> Set task:
Write out the line with "Target: stormy sky" and every later line through the end of the data below, exactly as given, with no pictures in the copy.

□ □ □ □

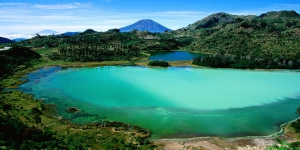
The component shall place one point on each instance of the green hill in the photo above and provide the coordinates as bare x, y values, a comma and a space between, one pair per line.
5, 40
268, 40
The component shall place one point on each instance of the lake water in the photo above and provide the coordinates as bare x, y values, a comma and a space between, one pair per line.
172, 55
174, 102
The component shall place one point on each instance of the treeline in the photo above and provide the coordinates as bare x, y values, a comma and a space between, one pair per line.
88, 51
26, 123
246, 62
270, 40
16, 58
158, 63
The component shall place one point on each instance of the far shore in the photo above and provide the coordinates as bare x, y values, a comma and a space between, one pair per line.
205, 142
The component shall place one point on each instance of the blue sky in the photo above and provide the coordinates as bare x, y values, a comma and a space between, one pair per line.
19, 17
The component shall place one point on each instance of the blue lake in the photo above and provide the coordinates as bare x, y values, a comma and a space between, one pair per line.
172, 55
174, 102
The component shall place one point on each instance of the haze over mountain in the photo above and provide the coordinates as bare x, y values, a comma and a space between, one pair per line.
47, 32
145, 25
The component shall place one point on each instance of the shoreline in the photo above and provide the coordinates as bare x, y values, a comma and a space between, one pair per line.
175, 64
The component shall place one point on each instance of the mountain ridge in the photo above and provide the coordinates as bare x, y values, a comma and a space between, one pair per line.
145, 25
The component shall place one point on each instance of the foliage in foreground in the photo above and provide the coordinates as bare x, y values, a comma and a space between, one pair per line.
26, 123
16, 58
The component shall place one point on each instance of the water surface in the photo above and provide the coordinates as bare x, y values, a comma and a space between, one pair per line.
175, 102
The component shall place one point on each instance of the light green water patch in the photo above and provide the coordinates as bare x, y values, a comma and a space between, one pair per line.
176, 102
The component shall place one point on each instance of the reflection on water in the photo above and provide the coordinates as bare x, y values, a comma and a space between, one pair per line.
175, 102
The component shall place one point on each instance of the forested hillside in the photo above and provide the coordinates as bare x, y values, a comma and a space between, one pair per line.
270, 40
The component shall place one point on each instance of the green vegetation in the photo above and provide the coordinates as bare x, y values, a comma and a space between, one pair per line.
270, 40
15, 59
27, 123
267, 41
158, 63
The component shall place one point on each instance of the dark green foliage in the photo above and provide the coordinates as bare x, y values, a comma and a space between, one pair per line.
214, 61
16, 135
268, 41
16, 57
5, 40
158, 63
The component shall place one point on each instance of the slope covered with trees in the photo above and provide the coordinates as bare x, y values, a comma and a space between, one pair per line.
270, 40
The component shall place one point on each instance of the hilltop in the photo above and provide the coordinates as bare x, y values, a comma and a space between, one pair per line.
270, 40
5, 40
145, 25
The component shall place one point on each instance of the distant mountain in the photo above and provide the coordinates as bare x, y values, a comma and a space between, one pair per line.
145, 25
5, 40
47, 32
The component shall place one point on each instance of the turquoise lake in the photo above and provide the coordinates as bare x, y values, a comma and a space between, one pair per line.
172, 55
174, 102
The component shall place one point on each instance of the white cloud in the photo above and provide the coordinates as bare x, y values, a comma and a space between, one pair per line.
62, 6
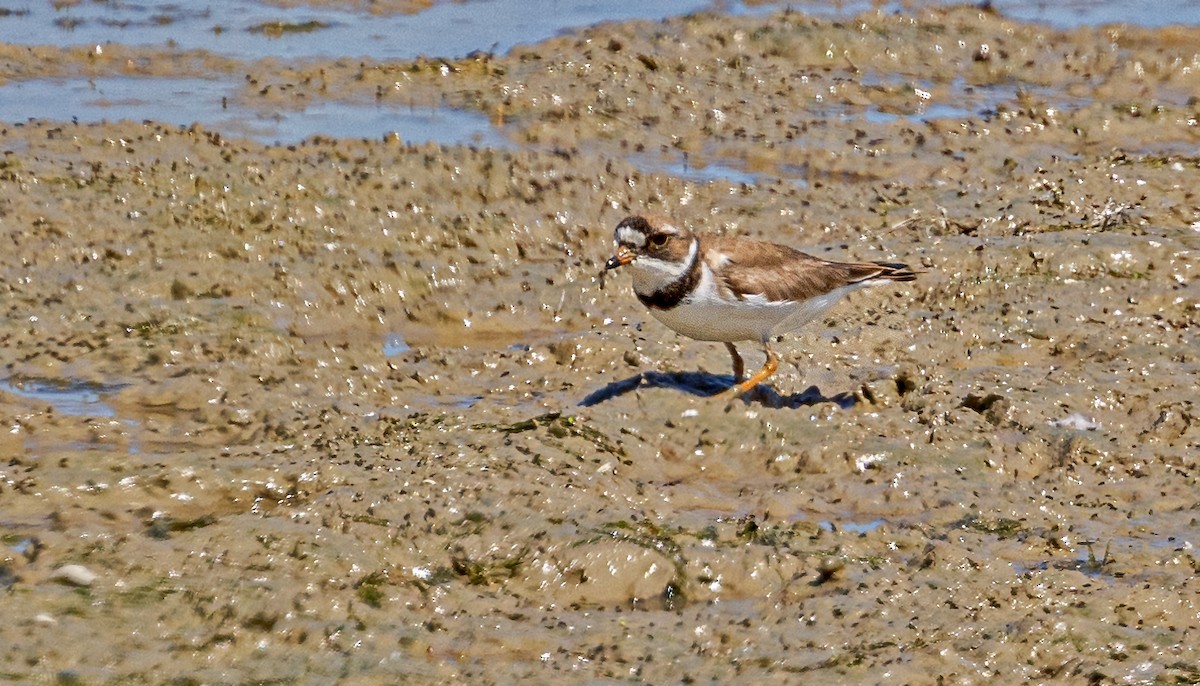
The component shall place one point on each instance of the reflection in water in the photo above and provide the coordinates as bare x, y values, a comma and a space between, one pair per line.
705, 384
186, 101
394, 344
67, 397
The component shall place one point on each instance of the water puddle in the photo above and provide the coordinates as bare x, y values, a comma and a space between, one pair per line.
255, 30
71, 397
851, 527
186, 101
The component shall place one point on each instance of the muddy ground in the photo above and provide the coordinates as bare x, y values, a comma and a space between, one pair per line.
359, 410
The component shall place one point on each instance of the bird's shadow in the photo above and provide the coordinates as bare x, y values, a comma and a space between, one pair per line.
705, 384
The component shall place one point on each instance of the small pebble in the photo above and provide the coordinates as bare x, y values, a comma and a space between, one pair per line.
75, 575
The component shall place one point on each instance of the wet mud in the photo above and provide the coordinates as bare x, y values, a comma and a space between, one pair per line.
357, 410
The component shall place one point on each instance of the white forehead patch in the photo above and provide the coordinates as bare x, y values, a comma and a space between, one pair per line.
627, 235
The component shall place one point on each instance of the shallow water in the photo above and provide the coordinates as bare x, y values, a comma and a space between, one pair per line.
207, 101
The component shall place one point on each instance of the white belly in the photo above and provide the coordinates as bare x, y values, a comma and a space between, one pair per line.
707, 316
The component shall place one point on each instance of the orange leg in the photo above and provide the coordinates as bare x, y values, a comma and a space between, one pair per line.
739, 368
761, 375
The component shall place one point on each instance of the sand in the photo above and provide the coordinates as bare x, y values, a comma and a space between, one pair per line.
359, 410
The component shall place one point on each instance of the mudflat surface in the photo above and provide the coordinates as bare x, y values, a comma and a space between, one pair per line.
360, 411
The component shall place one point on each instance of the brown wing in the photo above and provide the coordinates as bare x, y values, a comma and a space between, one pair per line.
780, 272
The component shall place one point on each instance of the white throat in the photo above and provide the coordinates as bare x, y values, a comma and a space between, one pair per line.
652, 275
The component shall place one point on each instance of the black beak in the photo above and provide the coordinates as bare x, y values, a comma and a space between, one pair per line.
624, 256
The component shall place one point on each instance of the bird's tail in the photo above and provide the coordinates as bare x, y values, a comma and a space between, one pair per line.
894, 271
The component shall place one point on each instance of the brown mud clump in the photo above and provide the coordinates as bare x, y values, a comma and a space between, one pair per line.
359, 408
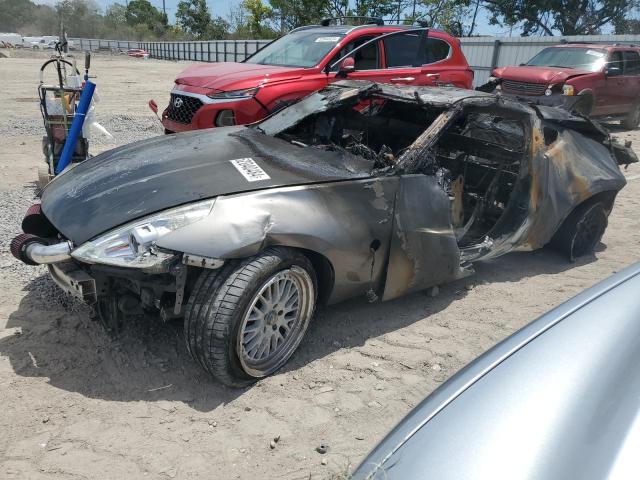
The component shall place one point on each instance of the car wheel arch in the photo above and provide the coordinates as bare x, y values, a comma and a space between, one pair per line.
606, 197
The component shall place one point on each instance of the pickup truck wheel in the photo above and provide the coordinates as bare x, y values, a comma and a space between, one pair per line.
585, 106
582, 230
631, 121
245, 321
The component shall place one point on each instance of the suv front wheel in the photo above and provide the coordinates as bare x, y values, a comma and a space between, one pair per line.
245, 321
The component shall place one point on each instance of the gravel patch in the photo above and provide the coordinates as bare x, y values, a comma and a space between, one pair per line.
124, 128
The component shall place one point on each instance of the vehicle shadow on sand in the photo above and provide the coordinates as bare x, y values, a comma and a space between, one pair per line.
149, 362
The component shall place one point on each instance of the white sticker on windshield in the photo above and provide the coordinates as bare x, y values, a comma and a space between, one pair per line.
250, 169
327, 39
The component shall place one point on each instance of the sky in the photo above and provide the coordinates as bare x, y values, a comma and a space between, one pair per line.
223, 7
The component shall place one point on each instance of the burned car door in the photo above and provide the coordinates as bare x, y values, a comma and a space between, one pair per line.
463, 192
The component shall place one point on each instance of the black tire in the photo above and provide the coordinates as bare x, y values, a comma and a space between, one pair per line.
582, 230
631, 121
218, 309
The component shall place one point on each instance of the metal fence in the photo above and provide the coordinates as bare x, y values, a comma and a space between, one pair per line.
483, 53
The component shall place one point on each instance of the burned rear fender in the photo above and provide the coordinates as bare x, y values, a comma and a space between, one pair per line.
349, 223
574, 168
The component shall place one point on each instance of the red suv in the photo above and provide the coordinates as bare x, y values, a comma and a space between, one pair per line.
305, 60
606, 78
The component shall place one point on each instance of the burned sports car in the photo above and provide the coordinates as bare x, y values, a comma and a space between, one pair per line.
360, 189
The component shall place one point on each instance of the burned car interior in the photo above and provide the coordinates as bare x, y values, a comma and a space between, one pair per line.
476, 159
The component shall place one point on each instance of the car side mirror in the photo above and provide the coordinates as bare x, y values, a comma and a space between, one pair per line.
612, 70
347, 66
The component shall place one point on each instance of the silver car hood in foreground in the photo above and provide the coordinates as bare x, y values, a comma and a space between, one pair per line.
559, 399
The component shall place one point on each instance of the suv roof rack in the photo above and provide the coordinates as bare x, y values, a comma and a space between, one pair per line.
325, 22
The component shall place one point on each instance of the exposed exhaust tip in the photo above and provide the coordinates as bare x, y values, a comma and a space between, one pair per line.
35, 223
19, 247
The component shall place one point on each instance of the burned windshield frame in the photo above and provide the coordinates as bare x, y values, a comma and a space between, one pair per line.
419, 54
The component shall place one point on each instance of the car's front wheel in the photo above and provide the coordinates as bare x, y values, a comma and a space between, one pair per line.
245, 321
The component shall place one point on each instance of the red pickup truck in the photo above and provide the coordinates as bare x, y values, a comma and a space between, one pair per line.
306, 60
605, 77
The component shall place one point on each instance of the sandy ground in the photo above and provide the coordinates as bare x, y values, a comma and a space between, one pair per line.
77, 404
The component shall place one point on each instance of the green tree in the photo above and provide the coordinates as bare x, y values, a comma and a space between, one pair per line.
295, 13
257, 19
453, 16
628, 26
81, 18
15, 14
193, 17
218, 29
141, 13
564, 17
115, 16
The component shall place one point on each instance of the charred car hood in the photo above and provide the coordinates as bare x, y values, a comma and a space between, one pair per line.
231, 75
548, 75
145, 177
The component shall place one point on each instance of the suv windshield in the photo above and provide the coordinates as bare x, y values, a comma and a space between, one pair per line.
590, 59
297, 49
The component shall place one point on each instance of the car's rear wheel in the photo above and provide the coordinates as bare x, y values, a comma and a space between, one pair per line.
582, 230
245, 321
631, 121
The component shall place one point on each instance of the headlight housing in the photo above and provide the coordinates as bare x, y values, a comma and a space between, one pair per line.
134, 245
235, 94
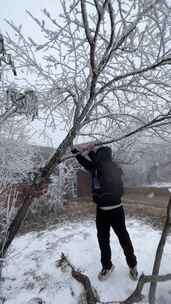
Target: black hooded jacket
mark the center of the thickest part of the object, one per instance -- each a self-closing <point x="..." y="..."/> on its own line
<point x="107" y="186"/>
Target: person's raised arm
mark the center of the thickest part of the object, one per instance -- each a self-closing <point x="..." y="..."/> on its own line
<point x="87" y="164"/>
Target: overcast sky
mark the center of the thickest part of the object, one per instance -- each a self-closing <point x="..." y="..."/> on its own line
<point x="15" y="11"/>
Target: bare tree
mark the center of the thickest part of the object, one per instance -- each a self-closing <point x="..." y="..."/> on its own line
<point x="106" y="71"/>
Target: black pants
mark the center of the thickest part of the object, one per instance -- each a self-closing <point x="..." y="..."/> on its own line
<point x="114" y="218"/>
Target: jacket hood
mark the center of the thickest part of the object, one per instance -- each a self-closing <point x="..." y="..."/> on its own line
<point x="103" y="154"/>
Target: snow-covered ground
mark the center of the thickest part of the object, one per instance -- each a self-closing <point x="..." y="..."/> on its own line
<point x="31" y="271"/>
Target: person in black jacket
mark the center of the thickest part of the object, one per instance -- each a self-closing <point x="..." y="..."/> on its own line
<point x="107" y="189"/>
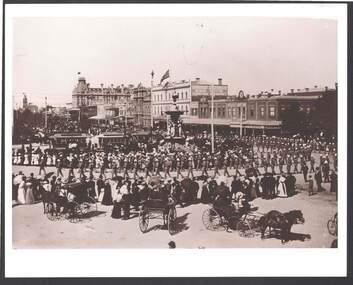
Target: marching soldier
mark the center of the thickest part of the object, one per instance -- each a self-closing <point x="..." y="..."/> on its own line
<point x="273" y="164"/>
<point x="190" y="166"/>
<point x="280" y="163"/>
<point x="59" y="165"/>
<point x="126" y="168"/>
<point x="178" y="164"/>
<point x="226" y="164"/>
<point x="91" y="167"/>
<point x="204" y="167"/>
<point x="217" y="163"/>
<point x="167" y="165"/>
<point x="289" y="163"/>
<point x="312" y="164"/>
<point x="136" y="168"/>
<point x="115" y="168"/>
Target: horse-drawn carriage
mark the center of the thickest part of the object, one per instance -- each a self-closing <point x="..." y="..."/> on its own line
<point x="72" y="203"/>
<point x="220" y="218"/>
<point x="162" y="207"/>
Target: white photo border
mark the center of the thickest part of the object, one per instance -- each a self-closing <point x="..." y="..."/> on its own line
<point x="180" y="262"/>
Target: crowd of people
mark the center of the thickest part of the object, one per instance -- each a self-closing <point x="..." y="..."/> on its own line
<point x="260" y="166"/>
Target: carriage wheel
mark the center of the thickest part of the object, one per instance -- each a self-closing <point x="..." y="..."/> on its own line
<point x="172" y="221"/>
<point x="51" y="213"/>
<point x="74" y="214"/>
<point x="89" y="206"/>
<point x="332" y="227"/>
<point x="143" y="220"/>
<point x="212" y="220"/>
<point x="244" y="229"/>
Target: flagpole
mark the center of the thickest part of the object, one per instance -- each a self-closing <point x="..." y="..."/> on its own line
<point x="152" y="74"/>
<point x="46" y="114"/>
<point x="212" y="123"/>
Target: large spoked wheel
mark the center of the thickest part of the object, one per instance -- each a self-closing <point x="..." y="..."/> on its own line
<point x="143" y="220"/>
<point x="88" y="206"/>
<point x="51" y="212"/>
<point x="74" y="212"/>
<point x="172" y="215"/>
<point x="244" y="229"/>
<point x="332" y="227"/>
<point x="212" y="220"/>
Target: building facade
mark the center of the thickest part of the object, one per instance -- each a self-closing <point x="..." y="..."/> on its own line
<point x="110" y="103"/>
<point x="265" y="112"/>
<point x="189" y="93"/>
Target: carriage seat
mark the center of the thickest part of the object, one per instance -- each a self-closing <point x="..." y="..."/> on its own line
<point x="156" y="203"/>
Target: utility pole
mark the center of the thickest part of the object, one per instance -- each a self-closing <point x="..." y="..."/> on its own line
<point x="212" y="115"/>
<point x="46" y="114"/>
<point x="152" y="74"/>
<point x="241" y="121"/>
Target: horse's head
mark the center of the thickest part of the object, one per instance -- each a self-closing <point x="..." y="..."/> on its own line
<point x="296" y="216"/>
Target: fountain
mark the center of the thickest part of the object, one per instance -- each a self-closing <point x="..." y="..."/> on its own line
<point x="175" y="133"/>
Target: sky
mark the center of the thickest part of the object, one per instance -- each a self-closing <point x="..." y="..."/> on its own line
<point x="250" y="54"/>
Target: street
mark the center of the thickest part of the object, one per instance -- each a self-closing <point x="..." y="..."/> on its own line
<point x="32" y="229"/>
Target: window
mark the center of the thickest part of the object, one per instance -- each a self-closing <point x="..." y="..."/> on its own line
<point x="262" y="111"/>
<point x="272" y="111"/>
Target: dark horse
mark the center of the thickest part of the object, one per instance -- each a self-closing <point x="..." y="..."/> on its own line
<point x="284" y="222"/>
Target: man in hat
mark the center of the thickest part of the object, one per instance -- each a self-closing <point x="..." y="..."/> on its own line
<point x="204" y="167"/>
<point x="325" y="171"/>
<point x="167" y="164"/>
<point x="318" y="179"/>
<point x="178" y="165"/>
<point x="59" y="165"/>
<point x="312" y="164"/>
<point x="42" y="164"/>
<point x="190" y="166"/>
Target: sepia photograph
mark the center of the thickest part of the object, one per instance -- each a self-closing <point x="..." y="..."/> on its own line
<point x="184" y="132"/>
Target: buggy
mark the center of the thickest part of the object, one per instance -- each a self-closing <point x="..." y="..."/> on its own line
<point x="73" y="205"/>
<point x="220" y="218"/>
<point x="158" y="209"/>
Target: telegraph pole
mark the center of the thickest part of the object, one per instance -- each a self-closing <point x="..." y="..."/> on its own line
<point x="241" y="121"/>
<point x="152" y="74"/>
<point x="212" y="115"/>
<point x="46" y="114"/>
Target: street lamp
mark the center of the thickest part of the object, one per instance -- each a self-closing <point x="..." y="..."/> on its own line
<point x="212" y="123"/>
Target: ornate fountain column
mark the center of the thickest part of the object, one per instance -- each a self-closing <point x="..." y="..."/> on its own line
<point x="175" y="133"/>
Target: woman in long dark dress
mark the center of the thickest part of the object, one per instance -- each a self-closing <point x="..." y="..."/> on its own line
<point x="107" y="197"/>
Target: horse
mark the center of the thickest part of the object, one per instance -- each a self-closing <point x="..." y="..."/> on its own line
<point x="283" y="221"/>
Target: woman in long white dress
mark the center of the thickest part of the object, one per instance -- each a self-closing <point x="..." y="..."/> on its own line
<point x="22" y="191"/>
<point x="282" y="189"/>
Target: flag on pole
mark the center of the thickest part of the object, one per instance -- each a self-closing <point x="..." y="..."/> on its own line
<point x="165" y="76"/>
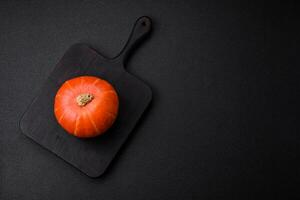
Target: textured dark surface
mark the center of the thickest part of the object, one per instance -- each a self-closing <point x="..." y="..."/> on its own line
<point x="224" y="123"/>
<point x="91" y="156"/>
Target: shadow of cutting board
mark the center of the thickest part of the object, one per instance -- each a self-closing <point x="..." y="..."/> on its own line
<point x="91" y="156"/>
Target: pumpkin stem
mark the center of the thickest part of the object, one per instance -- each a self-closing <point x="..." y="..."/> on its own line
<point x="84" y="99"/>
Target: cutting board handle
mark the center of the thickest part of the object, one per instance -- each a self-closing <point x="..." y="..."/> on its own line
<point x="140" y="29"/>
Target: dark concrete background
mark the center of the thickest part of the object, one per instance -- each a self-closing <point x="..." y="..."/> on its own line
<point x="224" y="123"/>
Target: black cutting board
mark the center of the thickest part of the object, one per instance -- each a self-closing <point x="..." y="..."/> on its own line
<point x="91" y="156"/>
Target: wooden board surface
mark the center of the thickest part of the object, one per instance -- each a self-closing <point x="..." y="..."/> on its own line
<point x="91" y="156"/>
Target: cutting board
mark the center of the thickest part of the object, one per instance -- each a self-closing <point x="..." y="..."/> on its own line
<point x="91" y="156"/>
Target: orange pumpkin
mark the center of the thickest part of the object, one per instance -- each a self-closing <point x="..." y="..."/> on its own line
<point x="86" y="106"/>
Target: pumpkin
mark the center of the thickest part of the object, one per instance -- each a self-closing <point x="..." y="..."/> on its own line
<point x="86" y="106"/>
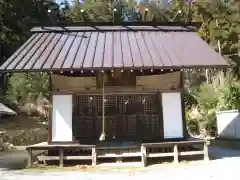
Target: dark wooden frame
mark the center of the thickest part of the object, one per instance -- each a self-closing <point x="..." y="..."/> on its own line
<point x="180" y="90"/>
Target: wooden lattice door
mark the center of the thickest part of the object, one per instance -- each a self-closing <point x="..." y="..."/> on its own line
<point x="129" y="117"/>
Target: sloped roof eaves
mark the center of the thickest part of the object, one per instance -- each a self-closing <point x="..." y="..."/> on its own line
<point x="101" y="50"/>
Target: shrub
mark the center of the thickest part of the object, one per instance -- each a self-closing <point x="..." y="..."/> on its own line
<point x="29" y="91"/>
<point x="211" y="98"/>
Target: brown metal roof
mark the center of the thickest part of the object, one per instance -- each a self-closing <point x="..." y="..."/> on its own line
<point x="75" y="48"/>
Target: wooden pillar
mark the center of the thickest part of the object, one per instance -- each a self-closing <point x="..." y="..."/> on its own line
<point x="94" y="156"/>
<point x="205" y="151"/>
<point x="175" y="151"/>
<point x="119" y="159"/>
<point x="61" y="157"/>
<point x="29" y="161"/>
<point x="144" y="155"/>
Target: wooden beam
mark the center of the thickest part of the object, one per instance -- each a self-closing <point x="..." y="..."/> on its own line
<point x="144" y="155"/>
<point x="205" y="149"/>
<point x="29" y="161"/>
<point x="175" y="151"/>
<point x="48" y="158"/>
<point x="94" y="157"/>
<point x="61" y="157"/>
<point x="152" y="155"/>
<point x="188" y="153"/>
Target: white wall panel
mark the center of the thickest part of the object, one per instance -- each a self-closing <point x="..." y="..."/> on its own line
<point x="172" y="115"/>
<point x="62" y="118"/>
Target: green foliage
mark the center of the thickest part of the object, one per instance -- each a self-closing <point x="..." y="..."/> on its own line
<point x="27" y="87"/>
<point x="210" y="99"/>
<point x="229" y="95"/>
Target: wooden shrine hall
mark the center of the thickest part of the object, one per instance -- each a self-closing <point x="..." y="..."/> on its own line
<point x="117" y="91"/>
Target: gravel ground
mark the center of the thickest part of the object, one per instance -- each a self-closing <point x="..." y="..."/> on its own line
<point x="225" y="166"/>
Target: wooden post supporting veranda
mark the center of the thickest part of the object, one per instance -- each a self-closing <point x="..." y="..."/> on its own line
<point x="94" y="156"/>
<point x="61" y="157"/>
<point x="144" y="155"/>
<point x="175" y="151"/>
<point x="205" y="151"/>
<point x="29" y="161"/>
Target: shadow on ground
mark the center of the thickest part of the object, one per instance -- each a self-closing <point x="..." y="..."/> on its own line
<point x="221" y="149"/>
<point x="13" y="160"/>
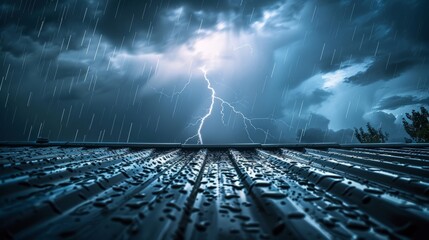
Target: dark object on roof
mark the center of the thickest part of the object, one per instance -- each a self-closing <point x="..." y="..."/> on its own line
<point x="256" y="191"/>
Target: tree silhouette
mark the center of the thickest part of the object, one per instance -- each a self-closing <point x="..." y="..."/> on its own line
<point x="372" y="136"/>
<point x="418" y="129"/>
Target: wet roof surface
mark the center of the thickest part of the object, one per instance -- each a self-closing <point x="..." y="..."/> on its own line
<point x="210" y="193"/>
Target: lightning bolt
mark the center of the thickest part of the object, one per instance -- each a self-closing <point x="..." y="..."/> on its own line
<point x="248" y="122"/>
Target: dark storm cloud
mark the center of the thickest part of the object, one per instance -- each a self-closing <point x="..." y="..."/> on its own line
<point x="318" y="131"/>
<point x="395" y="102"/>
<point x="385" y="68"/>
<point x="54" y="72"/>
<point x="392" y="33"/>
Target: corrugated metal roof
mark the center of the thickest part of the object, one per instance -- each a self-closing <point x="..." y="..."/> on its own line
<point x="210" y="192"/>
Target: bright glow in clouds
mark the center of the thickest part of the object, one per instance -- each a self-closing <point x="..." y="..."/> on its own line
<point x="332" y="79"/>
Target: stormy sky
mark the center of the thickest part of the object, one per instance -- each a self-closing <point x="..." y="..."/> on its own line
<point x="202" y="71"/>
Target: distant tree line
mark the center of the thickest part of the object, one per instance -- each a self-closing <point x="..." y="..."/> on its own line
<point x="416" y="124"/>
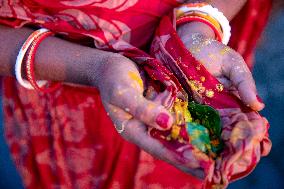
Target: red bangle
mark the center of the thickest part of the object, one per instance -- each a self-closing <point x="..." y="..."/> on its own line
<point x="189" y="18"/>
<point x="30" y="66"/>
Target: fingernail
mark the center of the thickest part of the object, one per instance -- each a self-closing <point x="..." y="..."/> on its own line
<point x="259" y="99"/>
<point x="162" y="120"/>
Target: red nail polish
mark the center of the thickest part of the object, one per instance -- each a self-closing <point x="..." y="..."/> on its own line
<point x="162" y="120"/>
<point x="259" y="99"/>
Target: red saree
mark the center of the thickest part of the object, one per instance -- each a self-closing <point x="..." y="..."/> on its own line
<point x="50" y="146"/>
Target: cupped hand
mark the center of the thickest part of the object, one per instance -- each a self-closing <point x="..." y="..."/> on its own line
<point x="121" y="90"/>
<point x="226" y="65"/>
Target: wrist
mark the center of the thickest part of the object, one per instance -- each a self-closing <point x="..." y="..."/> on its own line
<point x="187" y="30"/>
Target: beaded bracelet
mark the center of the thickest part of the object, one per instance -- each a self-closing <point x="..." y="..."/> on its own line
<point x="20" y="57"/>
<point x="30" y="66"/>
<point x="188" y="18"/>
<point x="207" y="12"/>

□ □ □ □

> Exercise solution:
Target: stormy sky
mark the center of the thickest part of the object, one per instance -- each a self-closing <point x="..." y="..."/> on its own line
<point x="202" y="71"/>
Target: distant tree line
mark the center of the thickest part of the object, one per instance -- each a self-closing <point x="..." y="..."/> on its own line
<point x="416" y="124"/>
Target: red bangle
mark the center of the thickest part of the object, one per instance -- each a self-closing <point x="..." y="..."/> on its own line
<point x="189" y="18"/>
<point x="30" y="66"/>
Target: fingernail
mark the center of the thickest part of the object, one per instance -- each a self-closing <point x="..." y="..."/> on its own line
<point x="259" y="99"/>
<point x="162" y="120"/>
Target: red nail polish
mark the center of the thickest part of the object, one per instance -- each a self-closing <point x="..." y="..."/> on its own line
<point x="162" y="120"/>
<point x="259" y="99"/>
Target: red saree
mark the center of the thickest part of the object, one per instance -- each a self-closing <point x="..." y="..."/> on its own line
<point x="50" y="146"/>
Target: cupped hand
mark the center of the thickest part of the object, one per instance -- each a self-closing <point x="..." y="..."/> on its own line
<point x="121" y="90"/>
<point x="226" y="65"/>
Target: wrist
mark the center of the thickest part of the object, one per instance -- each a self-closing <point x="..." y="..."/> on its own line
<point x="187" y="30"/>
Target: beaded bracelet
mark the center of the thickest part of the object, one per instance -- each a self-closing <point x="..." y="..."/> on its own line
<point x="20" y="57"/>
<point x="30" y="66"/>
<point x="188" y="18"/>
<point x="207" y="12"/>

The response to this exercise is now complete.